## BEGIN Data to use

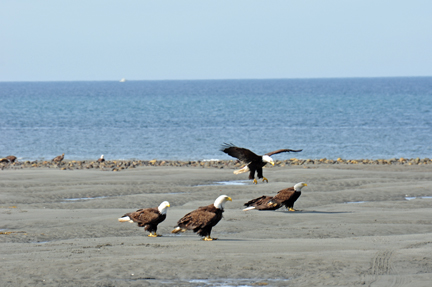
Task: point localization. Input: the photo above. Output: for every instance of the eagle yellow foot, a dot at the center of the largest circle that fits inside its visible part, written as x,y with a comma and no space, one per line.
208,238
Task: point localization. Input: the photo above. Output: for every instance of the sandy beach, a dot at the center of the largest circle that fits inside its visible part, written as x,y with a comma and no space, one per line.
359,225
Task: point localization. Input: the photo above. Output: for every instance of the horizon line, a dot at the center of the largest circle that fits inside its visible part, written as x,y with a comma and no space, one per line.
220,79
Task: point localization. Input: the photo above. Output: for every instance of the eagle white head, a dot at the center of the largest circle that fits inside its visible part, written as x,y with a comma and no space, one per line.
299,186
163,207
220,201
268,159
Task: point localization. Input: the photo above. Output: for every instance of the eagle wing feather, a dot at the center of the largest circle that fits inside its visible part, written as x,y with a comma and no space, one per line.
242,154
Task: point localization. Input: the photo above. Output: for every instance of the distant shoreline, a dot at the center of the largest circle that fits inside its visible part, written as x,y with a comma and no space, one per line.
117,165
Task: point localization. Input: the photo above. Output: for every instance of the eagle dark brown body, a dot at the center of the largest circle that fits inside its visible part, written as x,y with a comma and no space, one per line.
201,220
9,158
254,162
58,158
285,197
148,218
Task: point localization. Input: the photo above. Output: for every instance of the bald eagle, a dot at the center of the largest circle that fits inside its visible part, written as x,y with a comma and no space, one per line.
58,158
285,197
203,219
148,218
9,158
254,163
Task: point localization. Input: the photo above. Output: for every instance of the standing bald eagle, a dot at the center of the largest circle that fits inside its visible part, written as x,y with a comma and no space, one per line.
285,197
203,219
254,163
58,158
148,218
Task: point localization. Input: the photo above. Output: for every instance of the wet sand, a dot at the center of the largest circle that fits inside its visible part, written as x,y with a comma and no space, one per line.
359,225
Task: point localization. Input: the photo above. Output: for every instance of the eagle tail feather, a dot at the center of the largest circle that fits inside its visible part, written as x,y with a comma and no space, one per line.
244,169
249,208
125,219
178,229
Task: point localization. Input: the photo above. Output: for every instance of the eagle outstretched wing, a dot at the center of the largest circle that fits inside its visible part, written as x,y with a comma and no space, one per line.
242,154
283,150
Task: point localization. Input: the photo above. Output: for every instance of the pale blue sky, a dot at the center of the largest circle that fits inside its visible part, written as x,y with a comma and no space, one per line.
56,40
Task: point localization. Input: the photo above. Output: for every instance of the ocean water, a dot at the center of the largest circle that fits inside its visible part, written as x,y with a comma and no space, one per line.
190,120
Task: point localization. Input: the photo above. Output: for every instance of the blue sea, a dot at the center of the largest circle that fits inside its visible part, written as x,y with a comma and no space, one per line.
353,118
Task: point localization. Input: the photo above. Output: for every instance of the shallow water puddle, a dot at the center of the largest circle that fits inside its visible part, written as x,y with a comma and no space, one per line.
216,282
229,182
420,197
83,198
354,202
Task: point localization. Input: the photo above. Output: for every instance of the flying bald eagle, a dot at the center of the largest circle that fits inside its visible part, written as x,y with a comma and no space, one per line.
285,197
203,219
254,163
148,218
9,158
58,158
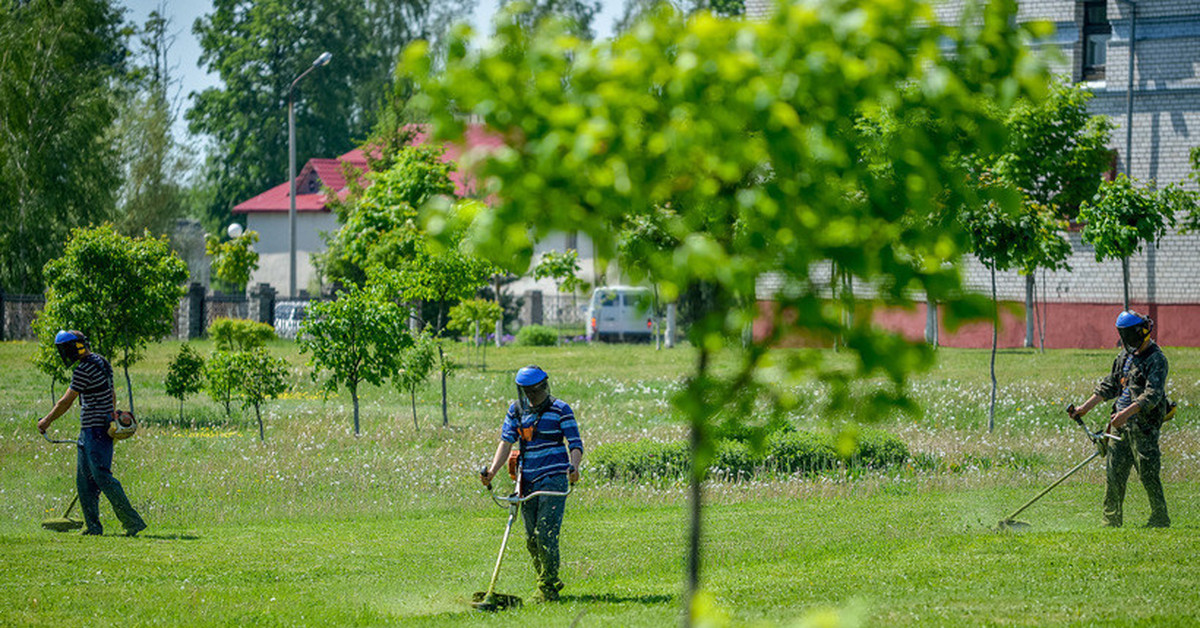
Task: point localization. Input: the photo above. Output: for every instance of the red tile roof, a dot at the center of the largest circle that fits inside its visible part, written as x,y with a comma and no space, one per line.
328,174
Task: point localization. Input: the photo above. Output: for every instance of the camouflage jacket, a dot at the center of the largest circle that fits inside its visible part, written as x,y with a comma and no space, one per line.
1146,382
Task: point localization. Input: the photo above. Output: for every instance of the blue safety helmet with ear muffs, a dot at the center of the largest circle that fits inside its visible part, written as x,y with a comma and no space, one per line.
71,345
1134,329
531,377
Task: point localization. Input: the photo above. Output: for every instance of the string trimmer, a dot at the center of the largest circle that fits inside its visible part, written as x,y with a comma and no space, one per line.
65,522
490,599
1102,442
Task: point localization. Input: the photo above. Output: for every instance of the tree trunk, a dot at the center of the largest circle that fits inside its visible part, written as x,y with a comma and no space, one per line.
995,329
412,393
445,416
1030,291
354,396
129,386
1125,280
695,491
930,321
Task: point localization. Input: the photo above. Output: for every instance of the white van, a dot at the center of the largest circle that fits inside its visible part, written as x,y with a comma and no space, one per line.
621,314
288,317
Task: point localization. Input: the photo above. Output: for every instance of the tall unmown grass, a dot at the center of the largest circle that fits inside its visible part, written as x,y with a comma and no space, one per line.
209,467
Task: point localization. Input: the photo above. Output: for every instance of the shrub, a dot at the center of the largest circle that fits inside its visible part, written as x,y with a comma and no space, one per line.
801,453
185,376
879,449
537,336
238,334
786,452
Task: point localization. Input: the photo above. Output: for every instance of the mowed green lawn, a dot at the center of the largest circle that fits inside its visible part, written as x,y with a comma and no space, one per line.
318,527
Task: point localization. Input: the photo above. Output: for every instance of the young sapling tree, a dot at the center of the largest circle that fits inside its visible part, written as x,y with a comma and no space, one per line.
185,376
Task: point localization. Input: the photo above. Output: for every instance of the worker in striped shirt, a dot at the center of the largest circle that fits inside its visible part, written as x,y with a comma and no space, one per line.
93,383
550,453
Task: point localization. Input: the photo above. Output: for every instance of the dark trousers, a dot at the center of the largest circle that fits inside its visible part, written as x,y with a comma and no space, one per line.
94,476
1138,448
544,519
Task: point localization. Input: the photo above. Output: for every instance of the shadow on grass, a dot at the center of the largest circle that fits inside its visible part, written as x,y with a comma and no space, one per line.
612,598
169,537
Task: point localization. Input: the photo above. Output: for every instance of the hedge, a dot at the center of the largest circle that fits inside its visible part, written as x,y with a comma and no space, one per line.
537,336
807,453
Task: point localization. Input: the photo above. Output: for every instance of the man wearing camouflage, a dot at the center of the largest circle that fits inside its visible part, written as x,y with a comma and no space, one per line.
1138,381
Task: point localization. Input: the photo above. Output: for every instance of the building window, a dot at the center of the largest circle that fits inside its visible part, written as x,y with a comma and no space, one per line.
1097,31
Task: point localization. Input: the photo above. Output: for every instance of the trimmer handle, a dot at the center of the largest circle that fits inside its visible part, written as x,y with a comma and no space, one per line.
483,473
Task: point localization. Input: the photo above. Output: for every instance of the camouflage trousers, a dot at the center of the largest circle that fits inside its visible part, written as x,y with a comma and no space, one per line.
1138,448
544,519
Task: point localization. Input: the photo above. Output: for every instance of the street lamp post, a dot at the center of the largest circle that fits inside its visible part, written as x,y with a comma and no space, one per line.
1133,49
292,173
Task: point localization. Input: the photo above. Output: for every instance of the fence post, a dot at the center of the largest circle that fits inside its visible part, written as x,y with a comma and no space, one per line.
195,311
262,304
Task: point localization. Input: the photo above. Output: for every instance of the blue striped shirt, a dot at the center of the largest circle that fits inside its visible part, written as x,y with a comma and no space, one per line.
93,378
546,453
1126,398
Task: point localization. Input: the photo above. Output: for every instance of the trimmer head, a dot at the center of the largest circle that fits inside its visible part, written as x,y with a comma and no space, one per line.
1012,525
63,524
495,602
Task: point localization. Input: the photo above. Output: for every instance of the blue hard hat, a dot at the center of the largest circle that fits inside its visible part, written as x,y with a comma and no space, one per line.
66,336
531,375
71,346
1129,318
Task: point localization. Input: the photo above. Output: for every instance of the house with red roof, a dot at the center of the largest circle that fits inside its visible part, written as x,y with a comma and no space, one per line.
268,211
268,215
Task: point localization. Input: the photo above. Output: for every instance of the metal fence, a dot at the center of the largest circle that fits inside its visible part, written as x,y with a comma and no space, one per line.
563,309
17,315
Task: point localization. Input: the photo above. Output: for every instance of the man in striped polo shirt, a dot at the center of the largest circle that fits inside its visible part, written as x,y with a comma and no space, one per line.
1138,382
93,383
551,450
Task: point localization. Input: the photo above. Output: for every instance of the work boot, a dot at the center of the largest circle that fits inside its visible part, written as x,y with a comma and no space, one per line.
546,593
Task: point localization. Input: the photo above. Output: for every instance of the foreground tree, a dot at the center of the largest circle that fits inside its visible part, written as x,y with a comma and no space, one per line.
749,131
1056,153
357,338
185,376
120,292
261,377
563,268
234,259
58,67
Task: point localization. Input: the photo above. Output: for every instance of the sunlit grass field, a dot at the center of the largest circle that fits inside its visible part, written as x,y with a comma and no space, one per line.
318,527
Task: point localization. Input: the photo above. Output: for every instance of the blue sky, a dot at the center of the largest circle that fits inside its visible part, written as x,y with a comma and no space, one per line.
185,53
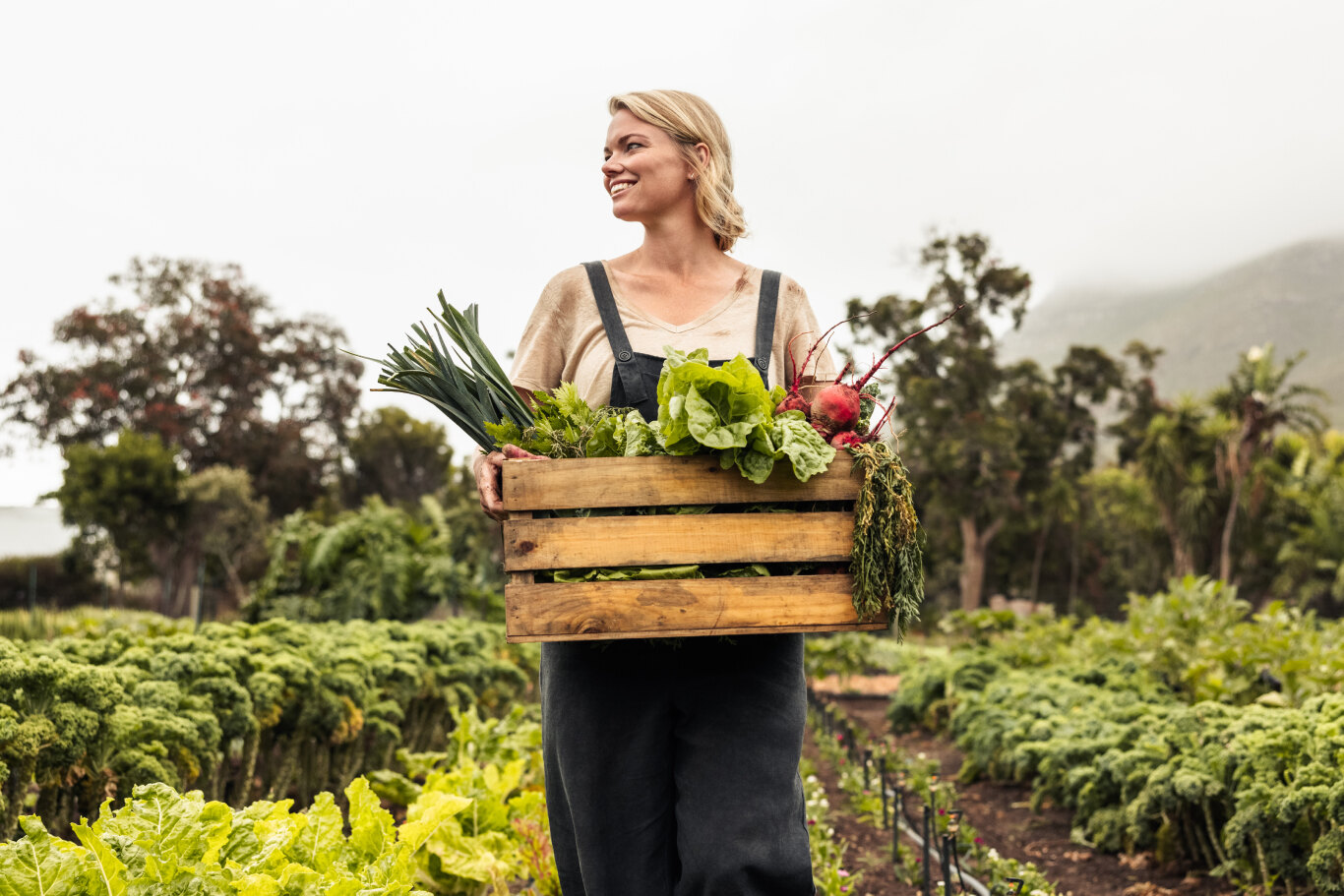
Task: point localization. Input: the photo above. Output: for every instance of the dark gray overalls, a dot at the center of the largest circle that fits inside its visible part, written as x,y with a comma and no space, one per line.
674,770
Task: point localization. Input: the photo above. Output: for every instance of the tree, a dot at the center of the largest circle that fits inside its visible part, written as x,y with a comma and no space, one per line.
961,440
1176,457
1258,400
1310,561
201,359
129,491
397,457
224,520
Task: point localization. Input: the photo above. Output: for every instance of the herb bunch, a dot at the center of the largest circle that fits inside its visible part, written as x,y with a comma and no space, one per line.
887,559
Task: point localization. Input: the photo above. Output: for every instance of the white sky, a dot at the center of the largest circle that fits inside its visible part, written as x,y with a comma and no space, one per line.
358,157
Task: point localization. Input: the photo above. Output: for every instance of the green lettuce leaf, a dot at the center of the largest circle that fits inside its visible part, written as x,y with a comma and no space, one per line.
42,864
729,411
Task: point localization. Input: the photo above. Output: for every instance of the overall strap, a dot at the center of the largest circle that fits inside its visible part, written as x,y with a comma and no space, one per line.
625,366
764,322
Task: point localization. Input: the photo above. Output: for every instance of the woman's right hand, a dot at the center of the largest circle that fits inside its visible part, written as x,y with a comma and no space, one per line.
489,469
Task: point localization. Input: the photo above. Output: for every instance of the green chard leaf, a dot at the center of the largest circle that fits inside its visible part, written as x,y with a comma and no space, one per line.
39,863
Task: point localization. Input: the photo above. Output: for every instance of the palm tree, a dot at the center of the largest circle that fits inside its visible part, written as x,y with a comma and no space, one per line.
1258,400
1174,458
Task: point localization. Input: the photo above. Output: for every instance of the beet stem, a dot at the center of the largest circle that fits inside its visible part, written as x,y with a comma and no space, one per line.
873,433
818,344
892,349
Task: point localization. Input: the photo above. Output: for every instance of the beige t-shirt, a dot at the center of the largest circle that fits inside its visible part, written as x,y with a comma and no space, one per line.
565,338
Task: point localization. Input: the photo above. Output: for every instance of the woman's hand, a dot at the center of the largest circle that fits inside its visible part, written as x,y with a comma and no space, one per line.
488,469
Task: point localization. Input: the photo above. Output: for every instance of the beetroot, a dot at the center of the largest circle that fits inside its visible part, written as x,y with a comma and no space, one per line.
834,410
845,440
793,402
836,407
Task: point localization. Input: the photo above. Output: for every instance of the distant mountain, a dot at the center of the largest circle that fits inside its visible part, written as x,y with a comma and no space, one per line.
1292,297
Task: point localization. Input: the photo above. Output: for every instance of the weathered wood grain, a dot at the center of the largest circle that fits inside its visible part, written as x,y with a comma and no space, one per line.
672,539
657,481
682,608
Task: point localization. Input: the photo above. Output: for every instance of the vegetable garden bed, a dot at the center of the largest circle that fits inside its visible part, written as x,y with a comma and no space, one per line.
623,527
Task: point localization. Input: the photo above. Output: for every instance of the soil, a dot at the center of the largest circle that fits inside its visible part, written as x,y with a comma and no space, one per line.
1002,815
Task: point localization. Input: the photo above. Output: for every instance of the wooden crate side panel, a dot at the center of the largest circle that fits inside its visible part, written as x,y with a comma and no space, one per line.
682,608
674,539
657,481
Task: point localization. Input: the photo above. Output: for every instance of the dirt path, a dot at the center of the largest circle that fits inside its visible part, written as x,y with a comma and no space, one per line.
1002,815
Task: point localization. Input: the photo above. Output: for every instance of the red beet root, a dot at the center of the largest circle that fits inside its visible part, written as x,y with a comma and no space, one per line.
844,440
836,407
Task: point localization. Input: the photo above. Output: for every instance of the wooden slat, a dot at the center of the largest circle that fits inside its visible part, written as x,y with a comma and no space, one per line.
682,608
656,481
674,539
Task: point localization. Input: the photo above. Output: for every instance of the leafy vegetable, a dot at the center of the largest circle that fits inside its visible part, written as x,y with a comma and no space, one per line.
564,425
729,410
474,392
887,559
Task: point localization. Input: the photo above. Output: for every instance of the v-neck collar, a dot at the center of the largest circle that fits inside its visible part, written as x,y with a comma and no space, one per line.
718,308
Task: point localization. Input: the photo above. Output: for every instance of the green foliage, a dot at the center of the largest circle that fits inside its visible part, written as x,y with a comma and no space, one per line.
296,705
503,833
378,563
887,557
197,356
1310,561
224,520
729,411
828,866
162,844
1193,728
472,393
397,458
564,425
131,489
85,623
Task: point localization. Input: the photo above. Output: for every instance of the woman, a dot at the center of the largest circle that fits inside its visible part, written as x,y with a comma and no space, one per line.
669,770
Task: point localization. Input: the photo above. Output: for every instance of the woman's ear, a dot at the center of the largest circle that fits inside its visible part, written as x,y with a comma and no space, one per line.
702,152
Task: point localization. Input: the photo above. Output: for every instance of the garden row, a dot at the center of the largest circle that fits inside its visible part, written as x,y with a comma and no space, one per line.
1192,730
465,821
237,711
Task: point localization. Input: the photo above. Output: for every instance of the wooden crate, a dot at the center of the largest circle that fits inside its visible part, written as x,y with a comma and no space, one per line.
672,608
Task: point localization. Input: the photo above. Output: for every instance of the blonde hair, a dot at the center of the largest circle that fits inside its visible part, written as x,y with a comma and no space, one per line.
690,120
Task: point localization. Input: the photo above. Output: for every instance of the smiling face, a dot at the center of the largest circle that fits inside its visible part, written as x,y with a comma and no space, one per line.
643,169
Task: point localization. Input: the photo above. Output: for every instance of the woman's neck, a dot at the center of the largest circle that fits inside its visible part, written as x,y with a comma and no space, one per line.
676,249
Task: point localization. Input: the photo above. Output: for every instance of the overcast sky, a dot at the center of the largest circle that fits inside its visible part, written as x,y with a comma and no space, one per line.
358,157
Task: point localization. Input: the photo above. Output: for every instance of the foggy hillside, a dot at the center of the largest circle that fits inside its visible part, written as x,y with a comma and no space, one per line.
1292,297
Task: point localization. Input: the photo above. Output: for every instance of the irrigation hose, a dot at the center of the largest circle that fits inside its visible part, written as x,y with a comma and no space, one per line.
910,832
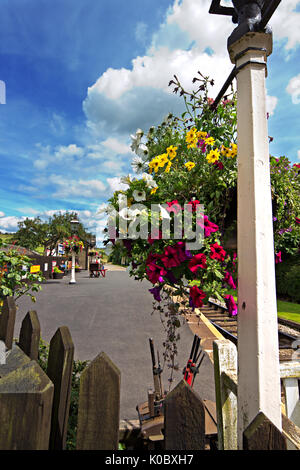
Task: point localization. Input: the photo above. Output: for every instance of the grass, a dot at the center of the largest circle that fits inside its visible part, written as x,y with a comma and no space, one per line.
285,310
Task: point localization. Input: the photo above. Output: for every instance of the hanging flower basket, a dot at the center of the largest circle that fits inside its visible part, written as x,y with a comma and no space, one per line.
73,245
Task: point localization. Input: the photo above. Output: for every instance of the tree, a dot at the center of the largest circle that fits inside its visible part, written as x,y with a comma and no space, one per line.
33,233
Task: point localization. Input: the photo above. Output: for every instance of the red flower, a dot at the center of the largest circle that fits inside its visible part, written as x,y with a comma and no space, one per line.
197,296
219,165
231,305
217,252
155,272
156,234
174,206
198,261
192,205
229,279
208,226
170,257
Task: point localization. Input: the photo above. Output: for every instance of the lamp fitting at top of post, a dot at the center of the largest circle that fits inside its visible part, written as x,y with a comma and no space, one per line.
251,16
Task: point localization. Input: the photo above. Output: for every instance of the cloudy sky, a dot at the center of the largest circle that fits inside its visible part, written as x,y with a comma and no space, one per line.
82,75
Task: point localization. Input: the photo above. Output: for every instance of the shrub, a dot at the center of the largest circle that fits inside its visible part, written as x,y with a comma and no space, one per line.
293,283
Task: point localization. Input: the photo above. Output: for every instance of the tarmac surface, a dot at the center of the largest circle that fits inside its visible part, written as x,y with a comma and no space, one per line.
113,314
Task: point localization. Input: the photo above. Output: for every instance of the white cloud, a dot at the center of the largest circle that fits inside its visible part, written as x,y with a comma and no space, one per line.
10,223
116,185
271,104
116,145
293,89
69,151
66,188
285,23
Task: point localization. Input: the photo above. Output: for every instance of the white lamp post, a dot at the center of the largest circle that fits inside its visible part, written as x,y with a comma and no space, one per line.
258,353
74,225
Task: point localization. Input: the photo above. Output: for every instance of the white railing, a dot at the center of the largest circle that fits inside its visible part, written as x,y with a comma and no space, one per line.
225,367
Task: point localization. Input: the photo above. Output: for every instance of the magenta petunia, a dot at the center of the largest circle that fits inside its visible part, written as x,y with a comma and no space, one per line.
229,279
155,291
197,296
230,304
208,226
174,206
198,261
155,273
170,257
217,252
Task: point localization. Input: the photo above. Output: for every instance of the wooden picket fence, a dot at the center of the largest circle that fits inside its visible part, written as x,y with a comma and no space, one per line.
34,405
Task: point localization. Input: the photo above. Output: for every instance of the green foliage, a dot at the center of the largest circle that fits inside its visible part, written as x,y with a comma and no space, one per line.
33,233
15,276
293,282
288,278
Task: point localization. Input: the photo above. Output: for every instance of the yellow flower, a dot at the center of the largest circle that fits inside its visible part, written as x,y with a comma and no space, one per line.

## END Data to use

Required work: Transcribe the records above exactly, but only from the line that contains "white cloud, a" through their final line, inclusive.

Solved exercise:
Task: point localization. Input: the photo above. Output: for every instance of the white cloud, a dot at the center of the largest circle that fits inside its visible part, written as x,y with a comma and no space, one per line.
10,223
116,185
271,104
116,145
293,89
69,151
66,188
285,23
Task: point localization. Input: the photo above. Output: for every instance of the white lamp post, a dot at the center of the largest circle that fits inside its visible part, written as x,y with a comma and no space, one per line.
258,353
74,225
Task: point localization. Input: the photo above. Output: for every instance of the white railing, a dot at the center of the largest circle that fits inside its visible part, written as x,y with a comma and no space, one per line.
225,367
Task: point localization. Input: the photo above. Output: for every instance of the magenta petunia, a dot at the center of the largest circle that fits inside its visible part, written as x,y with a comma and no space, one per line.
229,279
155,291
197,296
230,304
208,226
174,206
198,261
155,273
170,257
217,252
Task: point localization. Input: the photo above. Output: for every instance of the wooden picket fence, a dot at the center of the largest circle that fits inside its visible part, written as x,y with a comma and no space, one per line.
34,405
Task: point localization. Input: the photo above. Output: for every instance of the green foliage, a dot at the center of the largest circle that fits inside its visible part, written as x,y with a comma and no space, one per line.
33,233
15,276
293,282
288,278
Task: point localization. Input: the photo above. Output: for every instance of the yellow flower, a dot at the center of the largest circle that fits inside its visible part, written as x,y with a comma and no space, one per line.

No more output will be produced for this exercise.